- _Work request_
Write the records below out again. Match them exactly.
+ + + + + + +
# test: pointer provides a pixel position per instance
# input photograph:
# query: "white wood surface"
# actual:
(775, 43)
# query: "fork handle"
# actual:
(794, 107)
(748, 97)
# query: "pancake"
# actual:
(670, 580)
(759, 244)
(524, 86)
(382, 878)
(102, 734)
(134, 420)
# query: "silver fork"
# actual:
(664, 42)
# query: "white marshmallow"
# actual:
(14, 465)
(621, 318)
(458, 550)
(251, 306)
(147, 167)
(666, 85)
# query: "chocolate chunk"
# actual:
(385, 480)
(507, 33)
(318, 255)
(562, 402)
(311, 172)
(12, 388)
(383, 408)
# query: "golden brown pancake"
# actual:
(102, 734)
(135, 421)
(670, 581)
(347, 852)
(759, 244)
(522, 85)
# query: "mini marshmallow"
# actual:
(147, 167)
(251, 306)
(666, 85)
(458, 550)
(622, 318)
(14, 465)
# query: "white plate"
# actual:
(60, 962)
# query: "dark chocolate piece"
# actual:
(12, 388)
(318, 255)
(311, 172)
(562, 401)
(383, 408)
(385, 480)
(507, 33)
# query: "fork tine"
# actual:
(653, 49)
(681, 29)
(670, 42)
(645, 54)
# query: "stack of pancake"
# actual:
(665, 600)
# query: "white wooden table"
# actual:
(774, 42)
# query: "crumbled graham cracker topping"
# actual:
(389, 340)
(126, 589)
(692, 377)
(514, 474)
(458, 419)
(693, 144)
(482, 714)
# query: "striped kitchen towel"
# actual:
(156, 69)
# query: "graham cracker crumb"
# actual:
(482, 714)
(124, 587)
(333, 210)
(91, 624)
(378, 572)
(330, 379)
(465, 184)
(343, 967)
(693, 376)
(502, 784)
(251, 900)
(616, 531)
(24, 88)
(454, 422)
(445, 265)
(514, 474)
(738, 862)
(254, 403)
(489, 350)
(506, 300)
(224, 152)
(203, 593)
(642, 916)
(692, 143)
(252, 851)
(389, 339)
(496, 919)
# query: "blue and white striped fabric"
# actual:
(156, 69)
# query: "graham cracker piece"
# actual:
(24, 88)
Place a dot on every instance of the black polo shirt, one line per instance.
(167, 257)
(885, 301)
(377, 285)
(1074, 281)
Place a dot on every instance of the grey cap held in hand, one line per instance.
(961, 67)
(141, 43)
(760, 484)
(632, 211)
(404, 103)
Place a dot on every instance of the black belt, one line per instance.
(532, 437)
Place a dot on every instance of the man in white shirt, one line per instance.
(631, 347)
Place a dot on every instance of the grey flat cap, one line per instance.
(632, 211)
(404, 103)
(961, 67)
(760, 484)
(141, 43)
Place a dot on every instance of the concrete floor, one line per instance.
+ + + + + + +
- _Answer to the exercise_
# test: pointer provides a pixel position per instance
# input photograph:
# query: "white wood surface"
# actual:
(775, 43)
# query: "fork handle"
# actual:
(794, 107)
(748, 97)
# query: "pancake"
# actual:
(670, 580)
(759, 244)
(524, 86)
(382, 878)
(102, 734)
(134, 420)
# query: "silver fork"
# actual:
(664, 42)
# query: "white marshmallow"
# actual:
(14, 465)
(621, 318)
(458, 550)
(251, 306)
(147, 167)
(666, 85)
# query: "chocolate chunk"
# actual:
(385, 480)
(507, 33)
(318, 255)
(562, 402)
(311, 172)
(12, 388)
(383, 408)
# query: "golden brown pancake"
# actual:
(102, 734)
(135, 421)
(670, 581)
(347, 852)
(759, 244)
(522, 85)
# query: "mini marshmallow"
# actual:
(147, 167)
(251, 306)
(666, 85)
(458, 550)
(622, 318)
(14, 465)
# query: "white plate"
# actual:
(60, 962)
# query: "dark chocolate piece"
# actual:
(12, 388)
(318, 255)
(311, 172)
(562, 401)
(383, 408)
(385, 480)
(507, 33)
# query: "fork tine"
# actual:
(653, 49)
(681, 29)
(670, 42)
(645, 54)
# query: "stack of pancake"
# actual:
(665, 600)
# query: "white wooden table"
# actual:
(774, 42)
# query: "crumbled graham cracker topping"
# actual:
(389, 340)
(126, 589)
(692, 377)
(514, 474)
(458, 419)
(693, 144)
(482, 714)
# query: "striped kitchen towel"
# actual:
(156, 69)
# query: "graham cracker crumb"
# actual:
(482, 714)
(124, 587)
(333, 210)
(91, 624)
(378, 572)
(330, 379)
(465, 184)
(343, 967)
(693, 376)
(502, 784)
(251, 900)
(616, 531)
(24, 88)
(454, 422)
(445, 265)
(514, 474)
(738, 862)
(254, 403)
(489, 350)
(506, 300)
(224, 152)
(203, 593)
(642, 916)
(692, 143)
(252, 851)
(389, 339)
(496, 919)
# query: "blue and white striped fabric"
# actual:
(156, 69)
# query: "graham cracker piece"
# actual:
(24, 88)
Place a dot on every instance of the black polo shirt, one line per instance.
(167, 257)
(885, 301)
(377, 285)
(1074, 281)
Place a dot on every instance of the grey cap held in hand, one line per instance.
(961, 67)
(141, 43)
(760, 484)
(632, 211)
(404, 103)
Place a dot on every instance of the black belt, one line per instance.
(532, 437)
Place a dot on every instance of the man in white shirt, one line per instance.
(631, 347)
Place a dot on every instance of the grey flat cap, one line per instance.
(632, 211)
(404, 103)
(961, 67)
(760, 484)
(141, 43)
Place a dot on every instance of the concrete floor, one line per instance.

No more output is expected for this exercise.